* [AVAILABLE RECORDS]
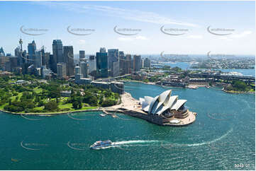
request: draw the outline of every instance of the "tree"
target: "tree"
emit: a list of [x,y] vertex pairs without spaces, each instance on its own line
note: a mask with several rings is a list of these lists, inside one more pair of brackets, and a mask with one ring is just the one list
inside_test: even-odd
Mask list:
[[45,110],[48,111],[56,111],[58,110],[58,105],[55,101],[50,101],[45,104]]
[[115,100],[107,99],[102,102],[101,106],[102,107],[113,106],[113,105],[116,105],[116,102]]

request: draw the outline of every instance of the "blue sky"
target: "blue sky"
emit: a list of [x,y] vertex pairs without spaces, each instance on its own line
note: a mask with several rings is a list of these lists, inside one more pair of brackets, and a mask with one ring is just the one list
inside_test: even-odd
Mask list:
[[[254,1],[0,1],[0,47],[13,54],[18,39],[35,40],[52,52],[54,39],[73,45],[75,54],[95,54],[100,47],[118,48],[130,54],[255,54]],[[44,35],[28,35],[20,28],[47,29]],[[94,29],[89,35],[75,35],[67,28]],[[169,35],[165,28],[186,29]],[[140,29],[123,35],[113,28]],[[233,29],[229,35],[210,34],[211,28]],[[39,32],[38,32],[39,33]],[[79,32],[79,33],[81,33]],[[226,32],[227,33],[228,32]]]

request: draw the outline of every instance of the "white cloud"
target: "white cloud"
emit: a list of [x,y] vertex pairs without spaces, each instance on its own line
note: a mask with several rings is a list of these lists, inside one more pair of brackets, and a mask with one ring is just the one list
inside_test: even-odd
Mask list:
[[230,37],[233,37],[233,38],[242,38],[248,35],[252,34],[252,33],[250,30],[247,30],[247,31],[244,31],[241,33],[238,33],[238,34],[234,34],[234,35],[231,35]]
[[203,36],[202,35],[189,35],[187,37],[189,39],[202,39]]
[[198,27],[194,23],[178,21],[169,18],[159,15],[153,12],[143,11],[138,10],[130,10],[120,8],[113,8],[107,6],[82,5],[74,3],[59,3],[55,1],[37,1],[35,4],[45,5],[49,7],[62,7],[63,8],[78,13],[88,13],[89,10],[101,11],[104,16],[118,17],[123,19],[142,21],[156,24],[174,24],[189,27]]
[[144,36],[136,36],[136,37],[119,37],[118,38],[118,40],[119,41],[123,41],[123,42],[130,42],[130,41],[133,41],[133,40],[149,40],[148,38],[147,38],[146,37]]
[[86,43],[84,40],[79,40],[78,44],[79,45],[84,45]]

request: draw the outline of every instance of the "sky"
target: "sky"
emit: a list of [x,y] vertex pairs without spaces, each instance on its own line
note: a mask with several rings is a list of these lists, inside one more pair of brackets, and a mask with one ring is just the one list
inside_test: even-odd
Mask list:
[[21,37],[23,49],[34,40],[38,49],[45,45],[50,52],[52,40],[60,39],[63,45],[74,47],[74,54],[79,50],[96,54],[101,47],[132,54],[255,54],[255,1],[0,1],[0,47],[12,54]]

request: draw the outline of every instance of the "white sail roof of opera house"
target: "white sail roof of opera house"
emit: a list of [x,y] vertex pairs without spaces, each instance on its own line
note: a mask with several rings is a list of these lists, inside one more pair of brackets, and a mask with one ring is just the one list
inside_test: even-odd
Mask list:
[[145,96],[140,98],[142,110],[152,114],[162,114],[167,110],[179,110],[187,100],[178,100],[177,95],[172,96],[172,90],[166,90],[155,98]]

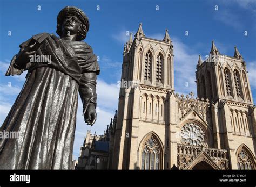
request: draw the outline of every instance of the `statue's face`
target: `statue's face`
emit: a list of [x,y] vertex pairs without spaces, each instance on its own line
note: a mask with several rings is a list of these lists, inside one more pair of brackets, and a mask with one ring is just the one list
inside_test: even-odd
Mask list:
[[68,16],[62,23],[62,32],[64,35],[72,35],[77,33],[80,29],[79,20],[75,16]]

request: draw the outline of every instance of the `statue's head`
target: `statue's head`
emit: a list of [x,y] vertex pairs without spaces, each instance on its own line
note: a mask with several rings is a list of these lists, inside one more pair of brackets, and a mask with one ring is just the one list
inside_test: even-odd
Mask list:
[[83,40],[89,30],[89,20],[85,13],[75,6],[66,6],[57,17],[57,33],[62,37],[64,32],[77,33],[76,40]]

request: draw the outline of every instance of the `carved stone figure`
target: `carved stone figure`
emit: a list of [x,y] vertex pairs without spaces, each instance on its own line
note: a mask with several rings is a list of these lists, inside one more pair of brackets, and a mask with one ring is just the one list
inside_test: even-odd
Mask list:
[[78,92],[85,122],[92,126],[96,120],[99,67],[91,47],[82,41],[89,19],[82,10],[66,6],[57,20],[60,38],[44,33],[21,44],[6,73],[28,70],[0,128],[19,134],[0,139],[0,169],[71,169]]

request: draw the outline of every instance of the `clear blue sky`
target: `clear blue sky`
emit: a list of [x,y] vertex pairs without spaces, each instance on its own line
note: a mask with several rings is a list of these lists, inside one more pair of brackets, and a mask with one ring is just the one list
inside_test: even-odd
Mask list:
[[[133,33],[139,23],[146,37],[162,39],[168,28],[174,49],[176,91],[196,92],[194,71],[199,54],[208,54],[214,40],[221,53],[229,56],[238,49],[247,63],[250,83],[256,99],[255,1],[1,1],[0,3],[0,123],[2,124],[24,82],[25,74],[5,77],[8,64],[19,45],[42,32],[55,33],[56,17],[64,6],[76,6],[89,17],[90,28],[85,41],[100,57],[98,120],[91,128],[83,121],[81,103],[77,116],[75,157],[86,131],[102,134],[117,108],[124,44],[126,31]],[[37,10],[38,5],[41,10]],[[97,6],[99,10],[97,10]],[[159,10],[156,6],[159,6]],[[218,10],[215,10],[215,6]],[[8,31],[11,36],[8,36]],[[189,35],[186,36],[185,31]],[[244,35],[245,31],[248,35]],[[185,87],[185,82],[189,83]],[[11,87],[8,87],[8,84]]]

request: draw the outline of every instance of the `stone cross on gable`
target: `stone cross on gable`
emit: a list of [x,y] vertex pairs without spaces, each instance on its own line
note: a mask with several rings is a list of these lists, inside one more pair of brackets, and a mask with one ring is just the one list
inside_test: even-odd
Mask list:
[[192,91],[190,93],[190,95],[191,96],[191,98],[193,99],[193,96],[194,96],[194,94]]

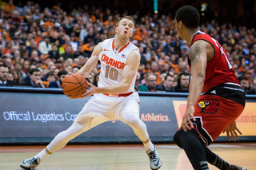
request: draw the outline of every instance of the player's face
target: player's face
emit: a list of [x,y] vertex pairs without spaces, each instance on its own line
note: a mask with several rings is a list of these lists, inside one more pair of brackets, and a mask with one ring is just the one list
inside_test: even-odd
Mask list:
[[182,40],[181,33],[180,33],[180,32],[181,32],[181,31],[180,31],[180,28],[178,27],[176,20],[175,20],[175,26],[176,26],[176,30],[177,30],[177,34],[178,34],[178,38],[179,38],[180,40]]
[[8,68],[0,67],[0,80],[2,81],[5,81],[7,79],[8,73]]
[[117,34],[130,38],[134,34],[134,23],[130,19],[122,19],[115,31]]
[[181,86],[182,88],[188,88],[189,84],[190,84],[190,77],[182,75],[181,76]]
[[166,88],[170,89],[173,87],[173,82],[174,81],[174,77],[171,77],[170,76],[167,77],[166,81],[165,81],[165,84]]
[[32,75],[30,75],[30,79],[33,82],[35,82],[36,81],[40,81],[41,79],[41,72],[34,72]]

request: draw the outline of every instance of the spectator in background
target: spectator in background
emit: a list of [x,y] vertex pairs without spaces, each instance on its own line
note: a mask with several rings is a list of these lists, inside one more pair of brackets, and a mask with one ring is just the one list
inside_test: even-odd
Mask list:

* [WHAT THE TASK REQUIRES] Copy out every item above word for word, omitting the pictures.

* [WRITTEN SOLUTION]
request: draw the outline of every instance of the "tree"
target: "tree"
emit: a list of [x,y] vertex pairs without spaces, each instance on its own line
note: a mask with several rings is a list of these lists, inside one more pair of brackets, and a mask with one ring is just the one list
inside_test: even-odd
Mask list:
[[45,110],[48,111],[56,111],[58,110],[58,105],[55,101],[50,101],[45,104]]
[[115,100],[107,99],[102,102],[101,106],[102,107],[113,106],[113,105],[116,105],[116,102]]

request: draw the outline of every instance of the "blue sky"
target: "blue sky"
emit: a list of [x,y] vertex pairs without spaces, each instance on its own line
note: a mask with several rings is a list of these lists, inside one more pair of brackets, and a mask with one ring is just the one list
inside_test: even-odd
Mask list:
[[[254,1],[0,1],[0,47],[13,54],[18,39],[35,40],[52,52],[54,39],[73,45],[75,54],[95,54],[100,47],[118,48],[130,54],[255,54]],[[44,35],[28,35],[20,28],[47,29]],[[94,29],[89,35],[75,35],[67,28]],[[169,35],[165,28],[186,29]],[[140,29],[123,35],[113,28]],[[233,29],[229,35],[210,34],[211,28]],[[39,32],[38,32],[39,33]],[[79,32],[79,33],[81,33]],[[226,32],[227,33],[228,32]]]

request: draw the outline of every instance of the "white cloud"
target: "white cloud"
emit: a list of [x,y] vertex pairs without spaces, each instance on its own line
note: a mask with several rings is a list of these lists, inside one more pair of brackets, and a mask with one ring is just the one list
inside_test: even-odd
Mask list:
[[230,37],[233,37],[233,38],[242,38],[248,35],[252,34],[252,33],[250,30],[247,30],[247,31],[244,31],[241,33],[238,33],[238,34],[234,34],[234,35],[231,35]]
[[203,36],[202,35],[189,35],[187,37],[189,39],[202,39]]
[[198,27],[194,23],[178,21],[169,18],[159,15],[153,12],[143,11],[138,10],[130,10],[120,8],[113,8],[107,6],[82,5],[74,3],[59,3],[55,1],[37,1],[35,4],[45,5],[49,7],[62,7],[63,8],[78,13],[88,13],[89,10],[101,11],[104,16],[118,17],[123,19],[142,21],[156,24],[174,24],[189,27]]
[[144,36],[136,36],[136,37],[119,37],[118,38],[118,40],[119,41],[123,41],[123,42],[130,42],[130,41],[133,41],[133,40],[149,40],[148,38],[147,38],[146,37]]
[[86,43],[84,40],[79,40],[78,44],[79,45],[84,45]]

request: draw the outline of every instance of the "sky"
target: "sky"
emit: a list of [x,y] vertex pairs without spaces, each instance on its own line
note: a mask with several rings is a list of these lists, inside one more pair of brackets, and a mask with one ring is just the one list
inside_test: even-odd
Mask list:
[[21,37],[23,49],[34,40],[38,49],[45,45],[50,52],[52,40],[60,39],[63,45],[74,47],[74,54],[79,50],[96,54],[101,47],[132,54],[255,54],[255,1],[0,1],[0,47],[12,54]]

request: draw the outline of every instance of the "white sail roof of opera house"
target: "white sail roof of opera house"
emit: a list of [x,y] vertex pairs without spaces, each instance on its own line
note: a mask with several rings is a list of these lists, inside one more pair of brackets, and a mask with one ring is just the one list
inside_test: even-odd
Mask list:
[[145,96],[140,98],[142,110],[152,114],[162,114],[167,110],[179,110],[187,100],[178,100],[177,95],[172,96],[172,90],[166,90],[155,98]]

request: draw the outline of every instance of the `statue's face`
target: `statue's face`
emit: a list of [x,y] vertex pairs without spaces, each instance on its own line
note: a mask with several rings is a list of these lists, inside one more pair of brackets, and a mask with one ring is just the one list
inside_test: even-odd
Mask list:
[[68,16],[62,23],[62,32],[64,35],[72,35],[77,33],[80,29],[79,20],[75,16]]

request: draw the outline of every instance of the `statue's head`
target: `statue's head`
emit: a list of [x,y] vertex pairs without spaces, each instance on its own line
note: a mask with several rings is a list of these lists, inside one more pair of brackets, and a mask with one ring is just the one list
inside_test: even-odd
Mask list:
[[83,40],[89,30],[89,20],[85,13],[75,6],[66,6],[57,17],[57,33],[62,37],[64,32],[77,33],[76,40]]

request: draw the outline of every instance of the `carved stone figure`
target: `carved stone figure`
emit: a list of [x,y] vertex pairs without spaces, each instance on its own line
note: a mask with several rings is a list of these lists, inside one more pair of brackets, and a mask with one ring is just the one list
inside_test: even-odd
Mask list:
[[78,92],[85,122],[92,126],[96,120],[99,67],[91,47],[82,41],[89,19],[82,10],[66,6],[57,20],[60,38],[44,33],[21,44],[6,73],[28,70],[0,128],[19,134],[0,139],[0,169],[71,169]]

request: draw the outline of every instance of the `clear blue sky`
target: `clear blue sky`
emit: a list of [x,y] vertex pairs without spaces, each instance on its own line
note: a mask with several rings is a list of these lists, inside one more pair of brackets, and a mask with one ring is just the one list
inside_test: even-odd
Mask list:
[[[133,33],[139,23],[146,37],[162,39],[168,28],[174,49],[176,91],[196,92],[194,71],[199,54],[208,54],[214,40],[221,53],[229,56],[238,49],[247,63],[250,83],[256,99],[255,1],[1,1],[0,3],[0,123],[2,124],[24,82],[25,74],[5,77],[8,64],[19,45],[42,32],[55,33],[56,17],[64,6],[76,6],[89,17],[90,28],[85,41],[100,57],[98,120],[91,128],[83,121],[81,103],[77,116],[75,157],[86,131],[102,134],[117,108],[124,44],[126,31]],[[37,10],[38,5],[41,10]],[[97,6],[99,10],[97,10]],[[159,10],[156,6],[159,6]],[[218,10],[215,10],[215,6]],[[8,31],[11,36],[8,36]],[[189,35],[186,36],[185,31]],[[244,35],[245,31],[248,35]],[[185,87],[185,82],[189,83]],[[11,87],[8,87],[8,84]]]

request: draw the outline of every instance of the `stone cross on gable`
target: `stone cross on gable`
emit: a list of [x,y] vertex pairs without spaces, each instance on its own line
note: a mask with several rings is a list of these lists, inside one more pair of brackets, and a mask with one ring is just the one list
inside_test: even-odd
Mask list:
[[192,91],[190,93],[190,95],[191,96],[191,98],[193,99],[193,96],[194,96],[194,94]]

request: draw the outline of every instance of the player's face
target: player's face
emit: a list of [x,y] vertex pairs without spaces, each instance on its own line
note: a mask with several rings is a list of these lists, inside one more pair of brackets, and a mask with one ring is just the one list
inside_test: even-odd
Mask list:
[[182,40],[181,33],[180,33],[180,32],[181,32],[181,31],[180,31],[180,28],[178,27],[176,20],[175,20],[175,26],[176,26],[176,30],[177,30],[177,34],[178,34],[178,38],[179,38],[180,40]]
[[8,68],[0,67],[0,80],[2,81],[5,81],[7,79],[8,73]]
[[117,34],[130,38],[134,34],[134,23],[130,19],[122,19],[115,31]]
[[181,86],[182,88],[188,88],[189,84],[190,84],[190,77],[182,75],[181,76]]
[[166,88],[170,89],[173,87],[173,82],[174,81],[174,77],[171,77],[170,76],[167,77],[166,81],[165,81],[165,84]]
[[32,75],[30,75],[30,79],[33,82],[35,82],[36,81],[40,81],[41,79],[41,72],[34,72]]

request: draw the outline of every instance of the spectator in background
target: spectator in background
emit: a list of [x,y] vertex pairs without spaces, each instance on its own line
note: a mask with several rings is a list of these lists, inside one more pair of brackets, and a mask with one ring is just the one list
inside_test: even-odd
Mask list:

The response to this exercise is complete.